__What is required__.
Edit the records below so that each "instance" becomes "occurrence", and leave every other character unchanged.

* Begin Input rows *

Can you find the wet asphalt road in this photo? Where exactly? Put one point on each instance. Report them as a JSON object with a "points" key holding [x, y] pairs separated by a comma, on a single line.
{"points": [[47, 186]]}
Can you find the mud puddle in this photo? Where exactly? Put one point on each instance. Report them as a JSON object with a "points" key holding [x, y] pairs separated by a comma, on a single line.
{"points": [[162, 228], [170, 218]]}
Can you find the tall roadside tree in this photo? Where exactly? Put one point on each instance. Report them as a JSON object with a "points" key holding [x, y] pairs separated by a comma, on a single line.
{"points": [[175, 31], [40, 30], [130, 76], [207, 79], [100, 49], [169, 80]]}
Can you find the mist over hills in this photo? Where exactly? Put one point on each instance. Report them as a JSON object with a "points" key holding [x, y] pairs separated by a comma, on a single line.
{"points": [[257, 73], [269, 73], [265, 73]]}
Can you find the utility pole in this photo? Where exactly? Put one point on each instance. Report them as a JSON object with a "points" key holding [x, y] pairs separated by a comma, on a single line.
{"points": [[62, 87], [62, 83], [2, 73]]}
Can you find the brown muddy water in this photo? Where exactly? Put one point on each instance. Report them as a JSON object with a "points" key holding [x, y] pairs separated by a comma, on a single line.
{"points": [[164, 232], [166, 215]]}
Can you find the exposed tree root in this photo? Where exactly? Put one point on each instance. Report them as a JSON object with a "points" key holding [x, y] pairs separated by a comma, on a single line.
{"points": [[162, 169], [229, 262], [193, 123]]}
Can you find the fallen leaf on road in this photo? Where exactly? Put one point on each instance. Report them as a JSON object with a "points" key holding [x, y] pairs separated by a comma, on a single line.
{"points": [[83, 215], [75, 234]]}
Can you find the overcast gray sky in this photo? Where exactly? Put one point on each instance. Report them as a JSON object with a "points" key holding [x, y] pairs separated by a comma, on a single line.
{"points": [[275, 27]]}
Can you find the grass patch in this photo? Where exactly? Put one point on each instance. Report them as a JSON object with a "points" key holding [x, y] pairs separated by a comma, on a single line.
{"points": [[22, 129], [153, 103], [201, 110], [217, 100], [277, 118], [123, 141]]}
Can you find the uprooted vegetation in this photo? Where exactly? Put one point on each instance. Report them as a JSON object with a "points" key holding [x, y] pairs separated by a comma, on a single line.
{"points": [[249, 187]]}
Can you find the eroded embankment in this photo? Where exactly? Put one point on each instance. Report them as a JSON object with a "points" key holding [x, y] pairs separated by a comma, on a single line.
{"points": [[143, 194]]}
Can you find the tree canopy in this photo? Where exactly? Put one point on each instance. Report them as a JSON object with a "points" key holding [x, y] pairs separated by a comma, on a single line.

* End Input rows *

__Full answer__.
Can you find the wet asphalt road in this photo? Where exactly? Put one point on each occurrence. Report them as a JSON object with a "points" key holding [x, y] pairs separated by a comma, on a single line.
{"points": [[47, 186]]}
Can you find the mud puddle in this photo? Where exactly? Put one point on each occurrence. Report them as a JSON object with a "points" key holding [x, y] pairs separated by a comma, on a single line.
{"points": [[162, 228], [170, 218]]}
Can you find the tall roadside tree in this photo? Where exactly? Put one point on each occurrence. Report them as a JSON object with a "points" key holding [x, y] pairs separated by a comma, on a single line.
{"points": [[175, 31], [40, 30], [130, 76], [207, 79], [100, 49], [169, 80]]}
Can you find the mist over hills in this photo? Where exactly? Put one point on each occurrence. Report them as a JSON object with a "points" key holding [x, y] pairs separated by a comma, on a single line.
{"points": [[257, 73], [269, 73], [265, 73]]}
Can you find the utility pole in this photo? Where exactly? Put one point on each occurrence. Report them as a JSON object with a "points" key holding [x, y] pairs separated by a comma, on a single line.
{"points": [[62, 87], [62, 83], [2, 73]]}
Can you find the brown muddy water in this photo? Where exactly? Put one point on each occurrence. Report them as a JSON object with a "points" key holding [x, y] pairs separated by a comma, on a single line.
{"points": [[164, 232], [166, 215]]}
Can you find the exposed tree root in this photo? Where exactly? Put one point on each occurrence. Report them as a JSON object with a "points" key holding [x, y] pairs separated by a comma, on a single line.
{"points": [[162, 169], [229, 262], [193, 123]]}
Can you find the fallen leaf on road in this photo? Where exactly? Put one point on each occurrence. Report them as a JSON object with a "points" key holding [x, y] pairs separated by a comma, on a single line.
{"points": [[83, 215], [75, 234]]}
Can you find the overcast gray sky in this photo? Where exactly? Put one point on each occurrence. Report them as a JSON object with a "points" key holding [x, y] pairs separated by a comma, on a single line.
{"points": [[275, 27]]}
Can you find the grass patch in this photo? Where exactly? Put one point on each occurrence. Report them as a JSON object with a "points" key holding [x, y] pairs separated by a comma, on a single line.
{"points": [[22, 129], [153, 103], [201, 110], [217, 100], [277, 118], [123, 141]]}
Can you find the uprooted vegetation in this photo? Where exactly? Put one point on each occurrence. Report them as a JSON object with a "points" key holding [x, y] pairs separated by a comma, on a single line.
{"points": [[249, 187]]}
Can you find the eroded embankment in this photo? Where exactly? Put one point on each occurrence. Report them as a JSON object with a "points" key holding [x, y] pairs separated by a comma, on a single line.
{"points": [[143, 194]]}
Can you find the tree canopy in this photo? Where exactly? Put one point on each occurrence. Report them as a JSON object with a "points" key holding [x, y] pairs separated by a comma, on a single line.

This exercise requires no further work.